#### Required work:
Given the listing below, write out exactly the lines starting with the line that has "Query: blue sky" and going on through the line that has "like (126, 332).", both kept.

#### Data shown:

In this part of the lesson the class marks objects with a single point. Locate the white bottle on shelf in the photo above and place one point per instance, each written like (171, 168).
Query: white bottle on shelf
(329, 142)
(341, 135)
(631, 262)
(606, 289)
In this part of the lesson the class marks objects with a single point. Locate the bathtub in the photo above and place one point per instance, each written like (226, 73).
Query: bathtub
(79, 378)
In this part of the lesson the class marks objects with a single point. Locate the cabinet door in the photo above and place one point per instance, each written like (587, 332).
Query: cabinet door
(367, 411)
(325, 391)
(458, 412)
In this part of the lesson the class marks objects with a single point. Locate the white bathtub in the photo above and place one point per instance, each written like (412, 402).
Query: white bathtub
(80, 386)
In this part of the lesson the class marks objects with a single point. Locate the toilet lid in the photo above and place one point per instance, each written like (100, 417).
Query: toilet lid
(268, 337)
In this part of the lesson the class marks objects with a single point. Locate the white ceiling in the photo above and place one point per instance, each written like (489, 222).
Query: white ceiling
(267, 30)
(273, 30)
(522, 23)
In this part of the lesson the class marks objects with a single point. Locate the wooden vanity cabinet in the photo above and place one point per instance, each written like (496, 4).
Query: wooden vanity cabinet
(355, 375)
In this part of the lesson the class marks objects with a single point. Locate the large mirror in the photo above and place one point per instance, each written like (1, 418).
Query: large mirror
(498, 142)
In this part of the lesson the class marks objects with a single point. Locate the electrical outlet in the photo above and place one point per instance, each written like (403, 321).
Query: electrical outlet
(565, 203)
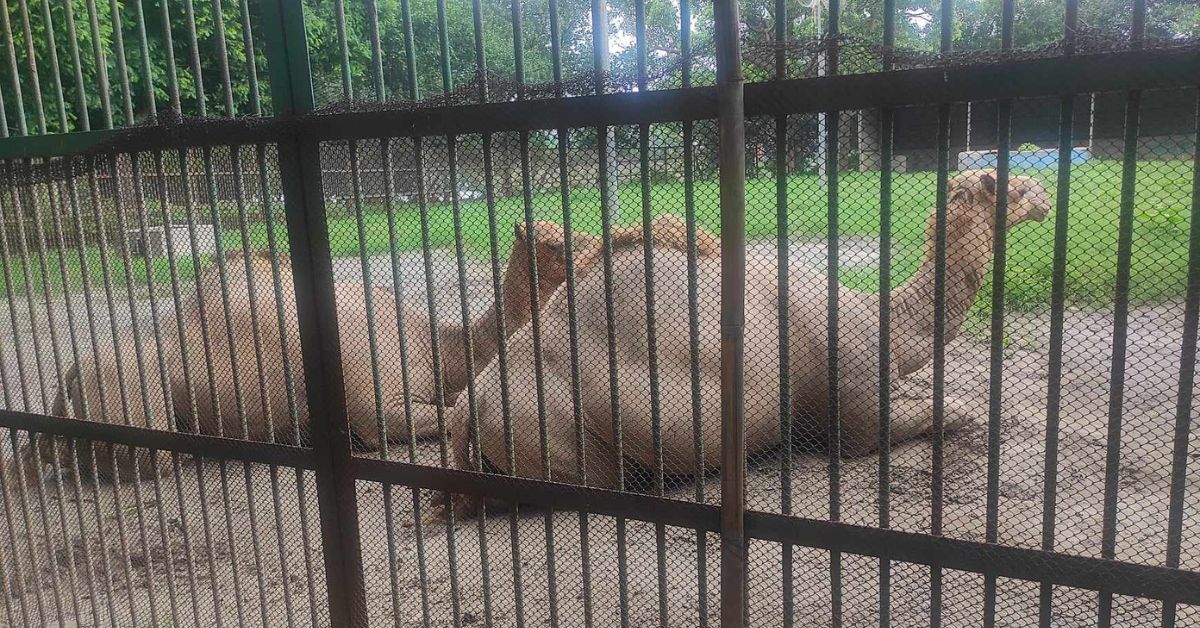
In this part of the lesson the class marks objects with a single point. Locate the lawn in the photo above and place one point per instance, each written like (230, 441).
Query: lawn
(1159, 246)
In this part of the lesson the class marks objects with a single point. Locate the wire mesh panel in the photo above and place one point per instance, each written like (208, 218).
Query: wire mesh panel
(199, 549)
(469, 314)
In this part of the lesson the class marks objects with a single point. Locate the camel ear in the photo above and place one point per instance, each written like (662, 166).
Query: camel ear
(989, 183)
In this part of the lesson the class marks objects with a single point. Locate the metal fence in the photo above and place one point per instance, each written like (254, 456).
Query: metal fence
(593, 346)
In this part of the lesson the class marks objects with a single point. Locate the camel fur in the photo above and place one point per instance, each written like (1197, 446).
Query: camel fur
(971, 210)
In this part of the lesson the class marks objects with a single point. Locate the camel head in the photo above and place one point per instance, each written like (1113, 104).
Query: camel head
(972, 197)
(547, 239)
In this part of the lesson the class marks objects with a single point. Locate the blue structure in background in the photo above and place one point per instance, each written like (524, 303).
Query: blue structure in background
(1020, 159)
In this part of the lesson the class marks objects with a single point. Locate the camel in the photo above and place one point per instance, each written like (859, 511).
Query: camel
(210, 406)
(970, 229)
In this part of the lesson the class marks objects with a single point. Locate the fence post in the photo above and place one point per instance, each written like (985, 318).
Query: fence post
(292, 94)
(732, 183)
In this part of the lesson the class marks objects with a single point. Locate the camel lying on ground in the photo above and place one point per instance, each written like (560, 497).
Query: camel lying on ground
(244, 393)
(970, 229)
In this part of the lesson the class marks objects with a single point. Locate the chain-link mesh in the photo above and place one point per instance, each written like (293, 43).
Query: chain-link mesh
(546, 304)
(214, 543)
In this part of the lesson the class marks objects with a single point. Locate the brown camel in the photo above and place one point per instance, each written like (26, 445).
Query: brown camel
(970, 226)
(232, 401)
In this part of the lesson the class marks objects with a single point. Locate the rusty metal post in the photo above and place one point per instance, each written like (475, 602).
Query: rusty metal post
(732, 181)
(317, 312)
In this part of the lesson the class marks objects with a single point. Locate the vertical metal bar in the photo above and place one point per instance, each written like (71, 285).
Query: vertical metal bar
(60, 249)
(233, 364)
(31, 60)
(97, 46)
(502, 354)
(940, 228)
(35, 562)
(1121, 321)
(139, 364)
(732, 184)
(28, 287)
(222, 55)
(15, 75)
(247, 36)
(81, 103)
(406, 16)
(343, 48)
(163, 372)
(210, 374)
(289, 384)
(833, 151)
(285, 363)
(185, 364)
(195, 59)
(887, 120)
(168, 46)
(376, 49)
(144, 51)
(15, 562)
(316, 305)
(689, 196)
(6, 262)
(605, 150)
(996, 340)
(1187, 383)
(406, 387)
(606, 217)
(259, 368)
(123, 71)
(123, 389)
(465, 310)
(436, 354)
(1057, 310)
(643, 149)
(52, 51)
(783, 267)
(85, 276)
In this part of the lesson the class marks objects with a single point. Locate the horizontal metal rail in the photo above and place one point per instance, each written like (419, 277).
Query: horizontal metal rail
(1031, 564)
(210, 447)
(906, 88)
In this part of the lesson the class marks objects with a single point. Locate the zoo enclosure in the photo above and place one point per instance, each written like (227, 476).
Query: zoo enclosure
(417, 132)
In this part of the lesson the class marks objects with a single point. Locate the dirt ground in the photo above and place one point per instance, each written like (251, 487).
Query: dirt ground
(246, 540)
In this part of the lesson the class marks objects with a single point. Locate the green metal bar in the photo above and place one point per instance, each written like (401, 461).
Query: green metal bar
(31, 60)
(81, 103)
(833, 153)
(97, 48)
(151, 107)
(13, 73)
(195, 59)
(1121, 321)
(406, 16)
(219, 39)
(345, 49)
(247, 41)
(169, 51)
(1057, 310)
(376, 49)
(55, 70)
(316, 306)
(123, 70)
(1183, 404)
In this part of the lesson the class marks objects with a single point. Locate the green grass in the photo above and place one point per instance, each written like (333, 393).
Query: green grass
(1159, 245)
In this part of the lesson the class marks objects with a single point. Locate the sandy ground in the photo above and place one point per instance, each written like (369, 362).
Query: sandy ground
(245, 539)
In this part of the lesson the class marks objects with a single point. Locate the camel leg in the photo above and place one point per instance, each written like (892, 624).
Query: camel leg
(910, 418)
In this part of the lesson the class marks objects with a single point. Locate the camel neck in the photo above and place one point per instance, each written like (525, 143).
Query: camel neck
(969, 246)
(514, 304)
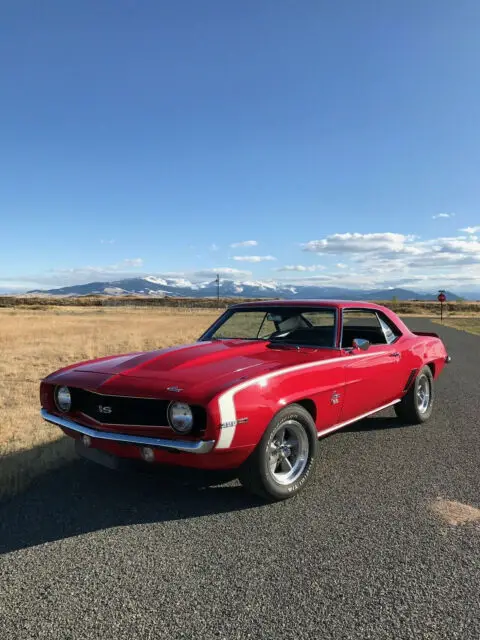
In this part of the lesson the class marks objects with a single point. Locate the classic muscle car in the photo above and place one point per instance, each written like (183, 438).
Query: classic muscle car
(254, 393)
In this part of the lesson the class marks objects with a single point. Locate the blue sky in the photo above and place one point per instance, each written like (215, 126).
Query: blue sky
(342, 138)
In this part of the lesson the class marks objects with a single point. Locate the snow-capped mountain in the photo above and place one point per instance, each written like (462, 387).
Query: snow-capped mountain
(180, 287)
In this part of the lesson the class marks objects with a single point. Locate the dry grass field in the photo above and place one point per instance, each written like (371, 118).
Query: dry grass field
(35, 342)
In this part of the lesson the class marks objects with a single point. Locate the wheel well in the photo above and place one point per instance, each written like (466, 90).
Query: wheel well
(310, 406)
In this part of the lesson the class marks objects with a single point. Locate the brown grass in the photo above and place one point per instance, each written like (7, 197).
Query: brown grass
(35, 343)
(455, 513)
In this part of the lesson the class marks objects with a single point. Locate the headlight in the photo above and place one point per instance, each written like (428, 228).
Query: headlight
(180, 417)
(63, 399)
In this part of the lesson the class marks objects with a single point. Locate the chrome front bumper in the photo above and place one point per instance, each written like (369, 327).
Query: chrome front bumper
(186, 446)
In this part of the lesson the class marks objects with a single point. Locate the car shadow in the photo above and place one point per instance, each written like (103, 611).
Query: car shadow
(81, 497)
(376, 424)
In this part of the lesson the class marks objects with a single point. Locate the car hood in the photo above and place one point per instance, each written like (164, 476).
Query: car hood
(198, 369)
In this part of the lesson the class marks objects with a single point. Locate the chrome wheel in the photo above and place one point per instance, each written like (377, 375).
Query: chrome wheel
(423, 394)
(288, 452)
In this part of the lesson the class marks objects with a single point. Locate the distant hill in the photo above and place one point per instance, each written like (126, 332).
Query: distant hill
(178, 287)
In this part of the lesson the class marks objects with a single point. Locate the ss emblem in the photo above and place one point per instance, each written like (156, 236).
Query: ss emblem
(104, 409)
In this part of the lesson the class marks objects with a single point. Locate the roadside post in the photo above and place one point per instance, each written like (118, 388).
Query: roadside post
(441, 298)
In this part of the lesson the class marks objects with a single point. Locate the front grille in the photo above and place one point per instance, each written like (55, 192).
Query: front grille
(118, 410)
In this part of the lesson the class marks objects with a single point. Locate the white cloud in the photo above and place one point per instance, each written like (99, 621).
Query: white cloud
(470, 230)
(300, 267)
(358, 243)
(253, 258)
(244, 243)
(133, 262)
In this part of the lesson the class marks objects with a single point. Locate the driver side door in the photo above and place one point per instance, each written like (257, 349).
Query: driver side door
(373, 378)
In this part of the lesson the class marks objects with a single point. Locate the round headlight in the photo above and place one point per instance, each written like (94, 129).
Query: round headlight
(63, 399)
(180, 417)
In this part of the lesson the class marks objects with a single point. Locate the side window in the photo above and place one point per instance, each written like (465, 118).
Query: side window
(364, 324)
(320, 318)
(390, 331)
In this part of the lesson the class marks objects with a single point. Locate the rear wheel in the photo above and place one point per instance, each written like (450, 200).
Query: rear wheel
(284, 457)
(417, 405)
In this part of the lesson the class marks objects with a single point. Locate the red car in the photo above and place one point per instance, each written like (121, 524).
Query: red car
(255, 393)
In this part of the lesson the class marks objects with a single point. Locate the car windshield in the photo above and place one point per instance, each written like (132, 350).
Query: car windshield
(295, 325)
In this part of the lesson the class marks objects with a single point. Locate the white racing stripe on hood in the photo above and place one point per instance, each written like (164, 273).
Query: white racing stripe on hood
(226, 401)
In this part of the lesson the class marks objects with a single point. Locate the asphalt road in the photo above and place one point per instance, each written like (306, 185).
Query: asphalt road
(87, 553)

#### Response to this task:
Query: blue sky
(342, 138)
In this part of the lesson the class marks objects with a single point. Locate the snow-capped mountain in the photo above and place one point per instance, each written like (462, 387).
Query: snow-capped mountain
(180, 287)
In this part of the lesson the class marks objects with a single point. Locate the dry grass field in the photo above and place one point per instance, each written like (371, 118).
Query: dry grass field
(35, 342)
In this part of the lesson the class marks objects with a single point. Locate the wheel well in the photo above and place one point per instance, each written like (466, 90).
Query: wheel well
(310, 406)
In this part of the lesson the class marks objects with a single point. Locate the brown grass in the photo above and place one point per instance, each written like (7, 197).
Query: brown grass
(35, 343)
(455, 513)
In this part of the lesson the class marks objects with a single point. Locate the headlight in the photo above and place one point per instance, each written like (428, 228).
Query: headlight
(180, 417)
(63, 399)
In this part of the lesson the class marks objects with a single point. Locate the chrome front bumper in the photo above and place one point per instance, each written like (369, 327).
Query: chrome front bumper
(186, 446)
In this part of the lesson the class marks objects with a single point. Locate the car shadow in the photo above and place one point per instance, each written like (103, 611).
Query: car shadow
(81, 497)
(376, 424)
In this part of the lesson the class marks objects with a single point. Locate the car hood in the photo above and place one point per instance, each written like (164, 476).
Query: car hood
(198, 369)
In this part of the lesson the class marks objects with a single point. Locate the chrome wheel in the photo above and place one point per instance, each written like (377, 375).
Query: chrome wheel
(423, 394)
(288, 452)
In this part of the lesson the class marks objects with a single point. Locate the distant hill in the photo above and place one point per instance, each written like (126, 332).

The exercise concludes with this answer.